Questions to answer.
**1)** Using the metamaterial excerpt, answer these:
(a) What two parts make up the unit cell?
(b) Which path of the Brillouin zone is considered?
(c) What applications are listed as examples?
**2)** Extend the metamaterial excerpt by writing what comes after its final sentence.

Excerpt provided.

──────────

The presented results clearly demonstrate the energy exchange between the interacting primary and subharmonic wave modes due to autoparametric resonance. To the authors’ best knowledge, this is the first evidence providing experimental validation of this phenomenon in a single-material locally resonant metamaterial.

A unit cell consisting of a host frame and an inner nonlinear resonator is properly designed, yielding a locally resonant metastructure that exhibits a subharmonic attenuation induced by autoparametric resonance. A prototype metastructure has been fabricated and experiments show a convincing agreement with theoretical predictions.

These results lay the basis for the emergence of a new generation of high-performance nonlinear locally resonant metamaterials. This opens new perspectives in the modelling and fabrication of tunable metamaterials with amplitude-dependent attenuation zones occurring at harmonics multiple of the local resonance frequency, ultimately leading to novel applications, such as: tunable and multi-harmonic filters and imaging devices.

Methods

Dispersion diagram

According to the Bloch-Floquet expansion theorem49, the displacement field u can be expressed as:

$${\varvec{u}}\left(\mathbf{x},\mathbf{k},t\right)={\varvec{U}}{e}^{i\left(\mathbf{k}\bullet \mathbf{x}-\omega t\right)}$$
(1)

where x is the position vector, k the wave vector, ω the frequency and U a periodic Bloch displacement vector. In this work only the Γ-X path of the Brillouin zone is considered since the focus here is only on the longitudinal waves propagating along the chain of the resonant unit cells.

──────────

Dataset items:
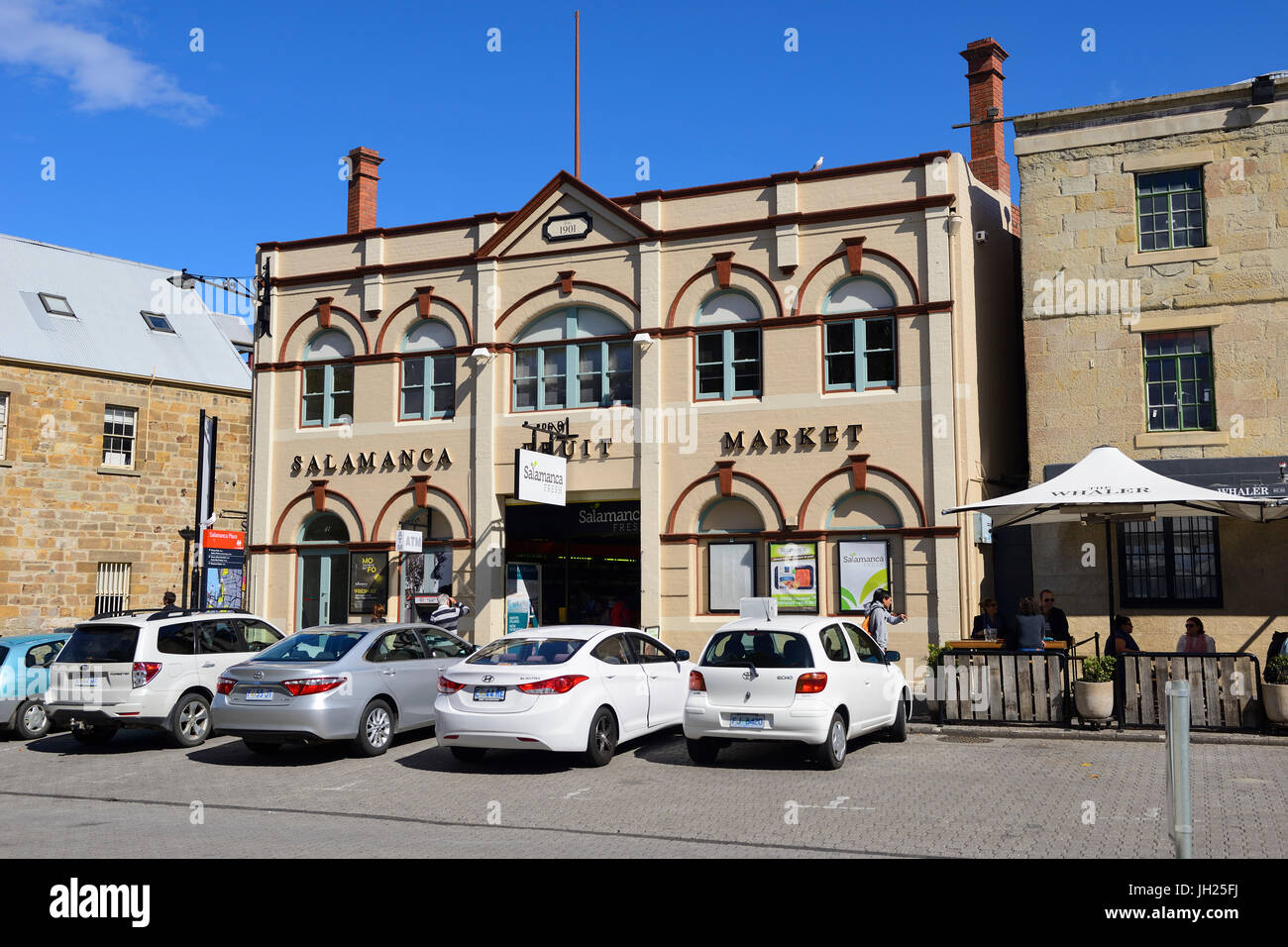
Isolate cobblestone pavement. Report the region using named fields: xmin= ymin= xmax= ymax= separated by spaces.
xmin=0 ymin=732 xmax=1288 ymax=858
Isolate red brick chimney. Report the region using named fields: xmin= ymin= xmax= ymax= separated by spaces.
xmin=349 ymin=147 xmax=383 ymax=233
xmin=961 ymin=36 xmax=1012 ymax=194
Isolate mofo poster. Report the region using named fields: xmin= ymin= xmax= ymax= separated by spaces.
xmin=837 ymin=541 xmax=893 ymax=612
xmin=769 ymin=543 xmax=818 ymax=613
xmin=201 ymin=530 xmax=246 ymax=608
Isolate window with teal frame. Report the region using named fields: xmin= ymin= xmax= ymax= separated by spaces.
xmin=398 ymin=321 xmax=456 ymax=421
xmin=1143 ymin=329 xmax=1216 ymax=430
xmin=1136 ymin=167 xmax=1206 ymax=253
xmin=823 ymin=275 xmax=897 ymax=391
xmin=512 ymin=308 xmax=634 ymax=411
xmin=693 ymin=291 xmax=761 ymax=401
xmin=300 ymin=330 xmax=353 ymax=428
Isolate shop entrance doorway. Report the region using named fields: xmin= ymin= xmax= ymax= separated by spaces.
xmin=505 ymin=500 xmax=640 ymax=626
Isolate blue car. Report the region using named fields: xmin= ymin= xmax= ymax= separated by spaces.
xmin=0 ymin=633 xmax=71 ymax=740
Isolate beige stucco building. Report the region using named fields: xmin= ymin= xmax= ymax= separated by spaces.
xmin=252 ymin=42 xmax=1025 ymax=656
xmin=1002 ymin=73 xmax=1288 ymax=653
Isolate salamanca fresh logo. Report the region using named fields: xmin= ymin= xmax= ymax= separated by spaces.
xmin=49 ymin=878 xmax=152 ymax=927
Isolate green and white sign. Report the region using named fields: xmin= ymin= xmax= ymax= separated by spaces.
xmin=769 ymin=543 xmax=818 ymax=613
xmin=837 ymin=543 xmax=890 ymax=612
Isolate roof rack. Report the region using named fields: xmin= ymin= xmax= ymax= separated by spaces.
xmin=90 ymin=608 xmax=250 ymax=621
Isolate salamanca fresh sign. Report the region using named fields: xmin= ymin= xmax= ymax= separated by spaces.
xmin=514 ymin=447 xmax=568 ymax=506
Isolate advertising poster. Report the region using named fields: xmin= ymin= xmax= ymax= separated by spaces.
xmin=349 ymin=553 xmax=389 ymax=614
xmin=201 ymin=530 xmax=246 ymax=608
xmin=769 ymin=543 xmax=818 ymax=613
xmin=837 ymin=543 xmax=894 ymax=612
xmin=505 ymin=562 xmax=541 ymax=634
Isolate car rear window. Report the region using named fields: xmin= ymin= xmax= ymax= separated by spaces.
xmin=465 ymin=638 xmax=587 ymax=666
xmin=702 ymin=631 xmax=814 ymax=668
xmin=252 ymin=631 xmax=368 ymax=661
xmin=55 ymin=625 xmax=139 ymax=665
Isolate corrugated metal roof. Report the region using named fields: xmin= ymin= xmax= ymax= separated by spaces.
xmin=0 ymin=235 xmax=250 ymax=390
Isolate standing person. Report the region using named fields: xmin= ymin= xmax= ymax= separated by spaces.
xmin=429 ymin=595 xmax=471 ymax=634
xmin=1176 ymin=614 xmax=1216 ymax=655
xmin=1105 ymin=614 xmax=1140 ymax=655
xmin=1038 ymin=588 xmax=1073 ymax=647
xmin=868 ymin=588 xmax=909 ymax=651
xmin=1015 ymin=595 xmax=1046 ymax=651
xmin=970 ymin=598 xmax=1002 ymax=638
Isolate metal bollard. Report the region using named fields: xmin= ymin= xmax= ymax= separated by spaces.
xmin=1166 ymin=681 xmax=1194 ymax=858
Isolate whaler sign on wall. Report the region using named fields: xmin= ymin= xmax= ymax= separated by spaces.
xmin=291 ymin=447 xmax=452 ymax=476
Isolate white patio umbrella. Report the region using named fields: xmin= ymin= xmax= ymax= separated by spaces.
xmin=944 ymin=447 xmax=1288 ymax=636
xmin=944 ymin=447 xmax=1288 ymax=530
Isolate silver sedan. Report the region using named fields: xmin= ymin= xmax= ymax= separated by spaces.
xmin=210 ymin=624 xmax=476 ymax=756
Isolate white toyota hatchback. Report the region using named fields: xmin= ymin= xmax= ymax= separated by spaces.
xmin=434 ymin=625 xmax=693 ymax=767
xmin=684 ymin=616 xmax=912 ymax=770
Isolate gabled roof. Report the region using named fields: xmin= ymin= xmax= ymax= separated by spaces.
xmin=474 ymin=171 xmax=658 ymax=259
xmin=0 ymin=235 xmax=250 ymax=390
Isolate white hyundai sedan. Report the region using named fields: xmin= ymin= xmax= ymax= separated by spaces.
xmin=684 ymin=616 xmax=912 ymax=770
xmin=434 ymin=625 xmax=693 ymax=767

──────────

Exercise responses.
**1)**
(a) A host frame and an inner nonlinear resonator.
(b) The Γ-X path.
(c) Tunable and multi-harmonic filters and imaging devices.

**2)**
To obtain the dispersion diagram for the unit cell shown in Fig. 1b, the commercial software COMSOL Multiphysics is used: Bloch-Floquet periodic boundary conditions are applied along the x-direction on the left and right sides of the 3D unit cell while all the other surfaces are left free.

Linear regime transmission diagram

The transmission diagram in the linear regime is computed in COMSOL Multiphysics through a frequency-domain analysis. A sinusoidal input signal of amplitude 10 µm is applied on the left side of the chain in the form of a prescribed displacement in the x-direction and the output displacement is computed as the displacement averaged along the height of the right side of the chain as schematically shown in the top part of Fig. 3. The right side of the chain is left free in correspondence with the experimental setup. The 3D geometry of the chain is discretized with quadratic finite elements. The frequency of the input signal is swept from 1 to 950 Hz with steps of 1 Hz. No damping is considered in this simulation according to the hypothesis on the lossless material made throughout this work.

Nonlinear time domain analysis

A nonlinear time domain analysis is performed to simulate the propagation of the elastic wave through the chain. For the numerical analyses in the nonlinear regime, a four-period burst signal of amplitude 50 µm is applied at the left side of the chain in the form of a prescribed horizontal displacement (along the x-direction). The right side of the chain is left free in correspondence with the experimental setup.

Thanks to the geometric dimensions of the metastructure, i.e. a small thickness compared to its in-plane dimensions, 2D analyses under a plane-stress assumption are performed, significantly reducing the computational effort compared to full 3D simulations. Quadrilateral quadratic Lagrange finite elements are used for the discretization of the unit cell geometry, with the size of the elements small enough to resolve the propagating elastic wave in space. An implicit generalized-α method is used for the time integration, with a time step small enough (λmin/30) to resolve all the frequencies actuated by the transient burst signal.

Experimental set-up

The metastructure consisting of 50 unit cells was fabricated by a standard electrical discharge machining (EDM) process from a monolithic AlMgSi1 sheet of 5 mm thickness.

The fabricated chain is suspended through fishing wires as shown in Fig. 5a to simulate the free condition at both top and bottom surfaces of the metastructure. The total experimental set-up employed for the measurements is described in the Supplementary Information.